Instructions to follow: Copy all lines holding the word "cloud" from the entries.

:: Data section ::

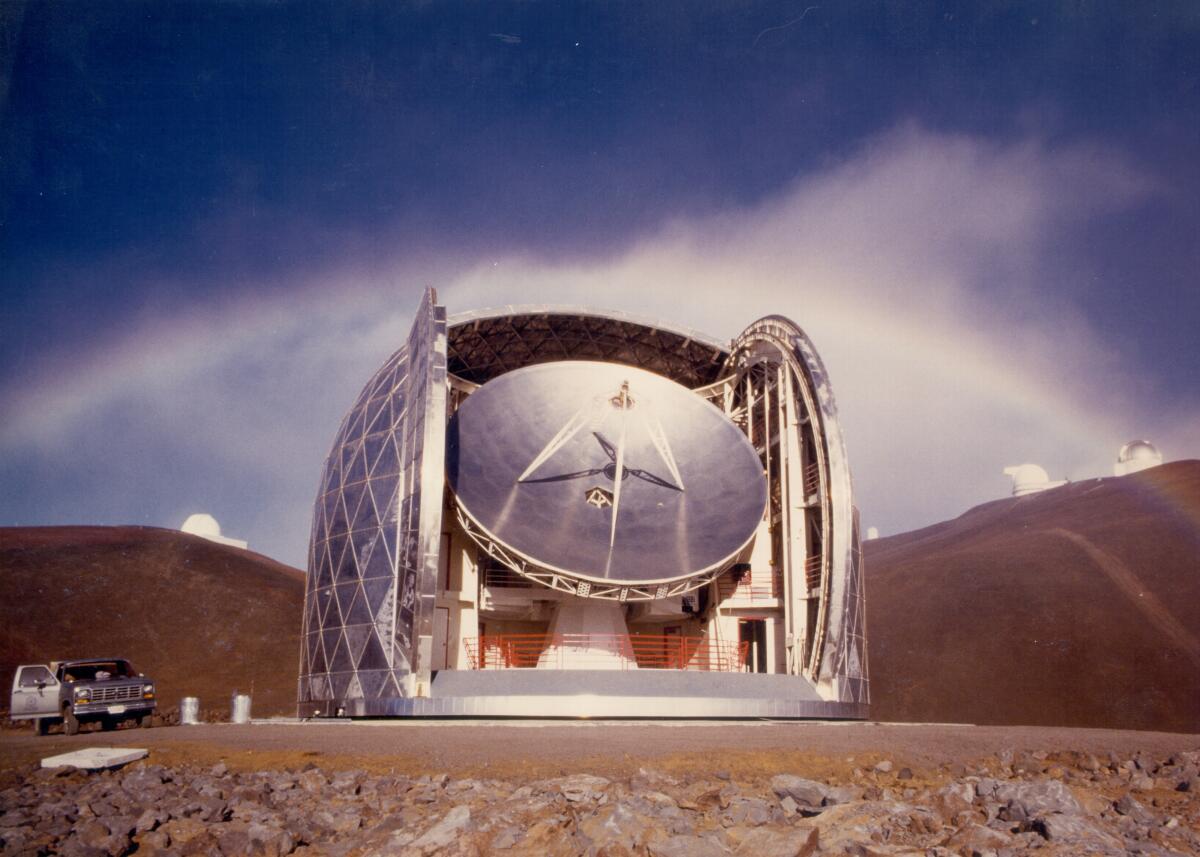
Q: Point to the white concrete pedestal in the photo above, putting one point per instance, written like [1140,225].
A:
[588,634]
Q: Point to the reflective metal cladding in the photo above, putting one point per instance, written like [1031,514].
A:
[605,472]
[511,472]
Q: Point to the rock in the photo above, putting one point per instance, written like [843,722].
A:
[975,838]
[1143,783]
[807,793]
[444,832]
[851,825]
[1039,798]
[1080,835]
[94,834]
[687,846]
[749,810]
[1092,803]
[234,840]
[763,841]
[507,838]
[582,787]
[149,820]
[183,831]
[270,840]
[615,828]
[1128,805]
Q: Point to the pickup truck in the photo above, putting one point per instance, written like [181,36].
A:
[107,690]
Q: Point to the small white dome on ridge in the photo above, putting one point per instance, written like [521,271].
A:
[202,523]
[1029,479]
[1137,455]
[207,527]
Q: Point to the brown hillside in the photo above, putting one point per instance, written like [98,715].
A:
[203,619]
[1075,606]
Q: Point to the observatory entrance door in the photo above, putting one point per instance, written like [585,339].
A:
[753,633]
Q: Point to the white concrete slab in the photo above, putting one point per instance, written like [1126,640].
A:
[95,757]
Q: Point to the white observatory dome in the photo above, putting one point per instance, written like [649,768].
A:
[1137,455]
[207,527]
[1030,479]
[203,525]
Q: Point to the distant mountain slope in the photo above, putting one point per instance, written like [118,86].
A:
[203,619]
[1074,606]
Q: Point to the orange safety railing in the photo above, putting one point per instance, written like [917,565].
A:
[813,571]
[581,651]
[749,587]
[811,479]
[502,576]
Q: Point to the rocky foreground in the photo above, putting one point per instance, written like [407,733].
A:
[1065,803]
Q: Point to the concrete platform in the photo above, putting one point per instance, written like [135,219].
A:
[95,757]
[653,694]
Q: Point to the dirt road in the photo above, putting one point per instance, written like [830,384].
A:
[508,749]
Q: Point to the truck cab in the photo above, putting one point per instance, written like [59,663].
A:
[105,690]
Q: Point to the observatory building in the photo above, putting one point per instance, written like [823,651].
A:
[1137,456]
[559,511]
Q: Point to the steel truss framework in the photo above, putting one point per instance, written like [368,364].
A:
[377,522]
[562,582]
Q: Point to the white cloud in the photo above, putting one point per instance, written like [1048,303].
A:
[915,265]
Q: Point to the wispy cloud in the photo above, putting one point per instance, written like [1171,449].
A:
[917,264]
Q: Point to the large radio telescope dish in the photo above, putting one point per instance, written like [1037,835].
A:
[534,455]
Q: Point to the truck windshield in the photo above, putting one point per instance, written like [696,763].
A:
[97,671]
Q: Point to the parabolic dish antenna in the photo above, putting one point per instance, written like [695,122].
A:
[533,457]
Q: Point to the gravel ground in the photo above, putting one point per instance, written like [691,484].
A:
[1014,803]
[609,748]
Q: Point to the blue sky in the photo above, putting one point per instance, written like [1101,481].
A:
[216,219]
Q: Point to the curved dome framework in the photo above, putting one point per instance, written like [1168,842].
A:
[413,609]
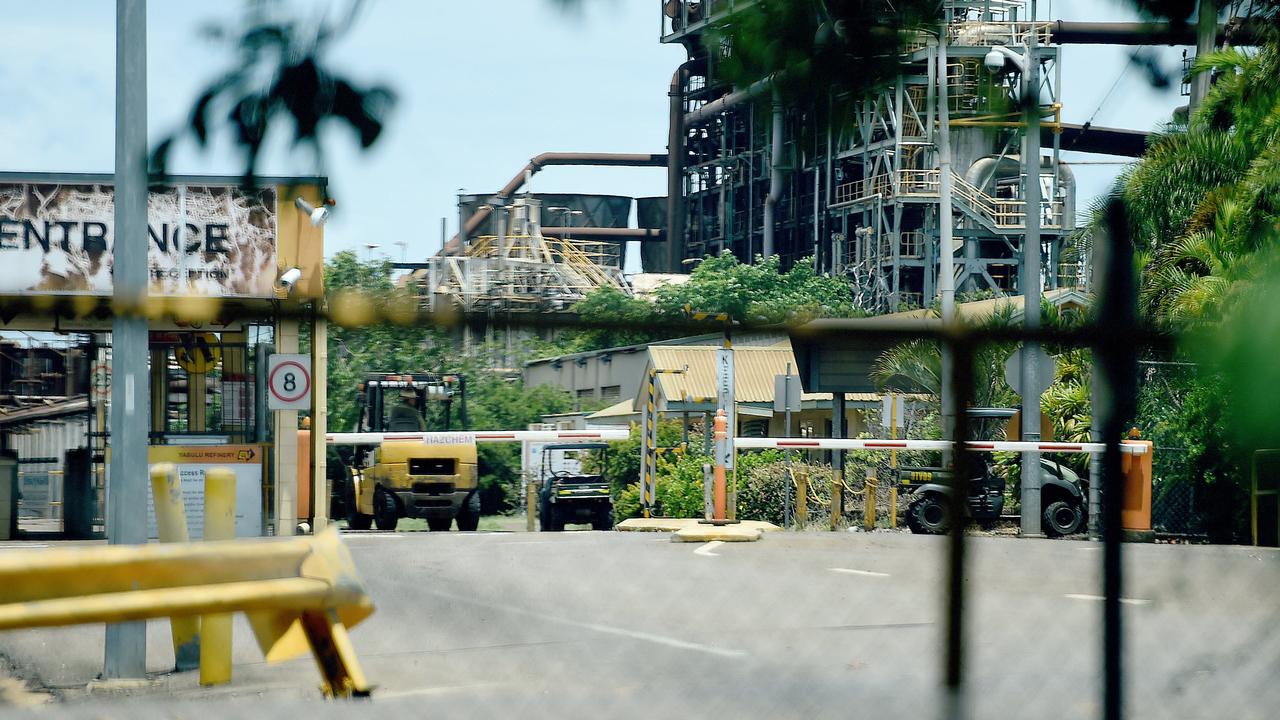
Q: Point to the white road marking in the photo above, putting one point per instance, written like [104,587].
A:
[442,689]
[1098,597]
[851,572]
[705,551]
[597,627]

:::

Result of this exercise:
Q: Point to the white cloud in the photo above, putting one point per instance, written like [1048,303].
Q: Point to the wispy cloud in the photo above, putting one point per instance, written like [1171,449].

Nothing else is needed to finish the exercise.